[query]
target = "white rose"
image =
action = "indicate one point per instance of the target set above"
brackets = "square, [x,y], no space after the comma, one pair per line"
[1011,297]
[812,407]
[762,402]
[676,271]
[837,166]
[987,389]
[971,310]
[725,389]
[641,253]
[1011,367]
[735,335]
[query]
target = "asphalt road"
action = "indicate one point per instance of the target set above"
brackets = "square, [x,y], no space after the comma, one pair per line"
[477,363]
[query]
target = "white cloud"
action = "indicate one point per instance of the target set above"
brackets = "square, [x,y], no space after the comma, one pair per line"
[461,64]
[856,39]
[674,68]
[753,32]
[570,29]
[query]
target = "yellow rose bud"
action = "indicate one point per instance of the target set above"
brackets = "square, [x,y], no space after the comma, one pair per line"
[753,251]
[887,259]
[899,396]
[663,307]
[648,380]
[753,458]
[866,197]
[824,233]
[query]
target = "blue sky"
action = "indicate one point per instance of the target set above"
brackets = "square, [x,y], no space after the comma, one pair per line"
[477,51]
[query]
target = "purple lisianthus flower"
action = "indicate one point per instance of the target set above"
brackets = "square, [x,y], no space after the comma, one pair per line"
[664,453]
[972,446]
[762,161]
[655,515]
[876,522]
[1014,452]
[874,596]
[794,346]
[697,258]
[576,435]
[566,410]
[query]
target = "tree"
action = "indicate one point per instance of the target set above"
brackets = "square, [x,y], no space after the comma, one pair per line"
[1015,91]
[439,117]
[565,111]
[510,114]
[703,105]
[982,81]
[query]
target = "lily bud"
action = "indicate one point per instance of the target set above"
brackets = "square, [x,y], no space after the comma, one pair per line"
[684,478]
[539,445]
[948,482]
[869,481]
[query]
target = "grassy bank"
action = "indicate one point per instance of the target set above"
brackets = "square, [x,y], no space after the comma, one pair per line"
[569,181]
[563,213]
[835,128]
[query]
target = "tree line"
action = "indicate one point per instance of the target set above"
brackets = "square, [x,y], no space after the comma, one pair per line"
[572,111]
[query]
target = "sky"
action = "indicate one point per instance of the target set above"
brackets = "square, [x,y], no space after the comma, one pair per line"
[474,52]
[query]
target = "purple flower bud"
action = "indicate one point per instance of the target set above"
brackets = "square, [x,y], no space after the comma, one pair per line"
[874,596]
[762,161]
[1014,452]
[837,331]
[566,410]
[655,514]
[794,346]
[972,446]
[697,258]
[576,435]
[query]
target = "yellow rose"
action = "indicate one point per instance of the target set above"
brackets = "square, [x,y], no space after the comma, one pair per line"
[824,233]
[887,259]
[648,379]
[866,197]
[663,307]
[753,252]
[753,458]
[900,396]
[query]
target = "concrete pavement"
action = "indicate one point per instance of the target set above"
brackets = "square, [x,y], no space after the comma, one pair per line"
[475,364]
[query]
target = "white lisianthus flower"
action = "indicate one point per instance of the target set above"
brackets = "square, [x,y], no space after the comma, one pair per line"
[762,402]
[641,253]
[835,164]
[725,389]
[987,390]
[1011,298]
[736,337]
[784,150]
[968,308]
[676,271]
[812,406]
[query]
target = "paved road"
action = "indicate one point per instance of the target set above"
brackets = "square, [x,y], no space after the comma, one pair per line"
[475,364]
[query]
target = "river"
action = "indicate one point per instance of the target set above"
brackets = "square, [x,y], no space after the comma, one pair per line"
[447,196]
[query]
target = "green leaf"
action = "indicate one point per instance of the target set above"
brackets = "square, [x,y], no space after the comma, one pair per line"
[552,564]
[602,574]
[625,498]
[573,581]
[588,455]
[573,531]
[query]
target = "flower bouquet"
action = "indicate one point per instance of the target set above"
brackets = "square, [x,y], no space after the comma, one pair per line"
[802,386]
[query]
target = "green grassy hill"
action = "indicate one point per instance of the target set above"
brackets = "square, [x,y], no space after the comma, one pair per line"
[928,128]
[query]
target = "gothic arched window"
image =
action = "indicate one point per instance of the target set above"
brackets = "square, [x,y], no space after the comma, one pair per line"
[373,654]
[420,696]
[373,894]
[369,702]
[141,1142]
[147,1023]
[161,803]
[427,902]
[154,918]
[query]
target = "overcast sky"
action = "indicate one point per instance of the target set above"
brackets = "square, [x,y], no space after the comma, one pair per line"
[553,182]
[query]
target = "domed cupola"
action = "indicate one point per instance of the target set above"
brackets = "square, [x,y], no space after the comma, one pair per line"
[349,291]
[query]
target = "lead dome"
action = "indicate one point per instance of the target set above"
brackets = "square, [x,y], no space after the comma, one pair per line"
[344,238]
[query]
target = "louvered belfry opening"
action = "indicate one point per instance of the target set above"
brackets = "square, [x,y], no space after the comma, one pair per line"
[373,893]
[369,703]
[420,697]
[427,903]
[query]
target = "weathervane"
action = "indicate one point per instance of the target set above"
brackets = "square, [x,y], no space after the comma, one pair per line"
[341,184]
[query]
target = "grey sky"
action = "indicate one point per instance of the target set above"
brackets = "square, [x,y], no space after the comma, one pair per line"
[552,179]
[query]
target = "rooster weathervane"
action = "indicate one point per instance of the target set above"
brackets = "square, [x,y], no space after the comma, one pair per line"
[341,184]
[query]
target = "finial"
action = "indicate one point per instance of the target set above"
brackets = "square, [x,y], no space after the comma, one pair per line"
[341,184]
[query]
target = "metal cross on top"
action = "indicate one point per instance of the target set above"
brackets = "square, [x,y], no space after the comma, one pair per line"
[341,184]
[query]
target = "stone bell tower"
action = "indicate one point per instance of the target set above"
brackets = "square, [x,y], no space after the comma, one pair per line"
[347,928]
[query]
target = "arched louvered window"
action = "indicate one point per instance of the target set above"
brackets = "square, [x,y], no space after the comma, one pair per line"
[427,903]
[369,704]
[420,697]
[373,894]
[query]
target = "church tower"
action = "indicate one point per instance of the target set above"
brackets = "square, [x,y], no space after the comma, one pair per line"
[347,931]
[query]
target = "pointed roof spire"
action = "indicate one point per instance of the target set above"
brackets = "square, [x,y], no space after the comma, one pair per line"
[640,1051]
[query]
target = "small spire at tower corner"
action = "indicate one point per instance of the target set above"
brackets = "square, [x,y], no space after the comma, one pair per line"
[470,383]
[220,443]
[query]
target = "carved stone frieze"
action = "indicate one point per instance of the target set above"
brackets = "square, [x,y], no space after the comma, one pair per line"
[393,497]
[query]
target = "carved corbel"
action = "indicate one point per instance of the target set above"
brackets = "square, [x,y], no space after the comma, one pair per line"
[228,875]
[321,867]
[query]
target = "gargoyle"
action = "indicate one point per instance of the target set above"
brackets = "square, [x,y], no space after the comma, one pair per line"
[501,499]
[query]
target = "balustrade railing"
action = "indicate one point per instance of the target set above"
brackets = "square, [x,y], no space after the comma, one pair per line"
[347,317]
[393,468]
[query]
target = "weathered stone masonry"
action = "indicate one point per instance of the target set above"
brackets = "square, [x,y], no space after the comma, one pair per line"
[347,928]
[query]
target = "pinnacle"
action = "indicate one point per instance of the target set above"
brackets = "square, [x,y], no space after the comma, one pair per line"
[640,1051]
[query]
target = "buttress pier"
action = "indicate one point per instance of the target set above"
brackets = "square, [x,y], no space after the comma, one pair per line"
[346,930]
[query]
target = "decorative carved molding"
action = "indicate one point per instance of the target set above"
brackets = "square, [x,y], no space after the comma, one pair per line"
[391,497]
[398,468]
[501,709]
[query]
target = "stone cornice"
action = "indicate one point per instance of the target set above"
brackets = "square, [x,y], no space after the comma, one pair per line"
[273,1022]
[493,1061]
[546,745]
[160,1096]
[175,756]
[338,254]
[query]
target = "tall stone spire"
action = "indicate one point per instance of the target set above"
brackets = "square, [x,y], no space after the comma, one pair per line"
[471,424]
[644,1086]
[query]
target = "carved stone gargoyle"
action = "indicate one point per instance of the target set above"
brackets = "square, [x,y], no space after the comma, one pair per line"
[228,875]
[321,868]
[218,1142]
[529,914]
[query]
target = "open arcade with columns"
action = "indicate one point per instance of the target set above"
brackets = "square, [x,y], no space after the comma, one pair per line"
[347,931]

▬▬▬

WHAT YOU NEED TO DO: Which lines of the material above contain the string "tower"? Copy each such line in full, treating uppercase and lowercase as different.

TASK RESULT:
target = "stone bell tower"
target = "church tower"
target = "small spire at tower corner"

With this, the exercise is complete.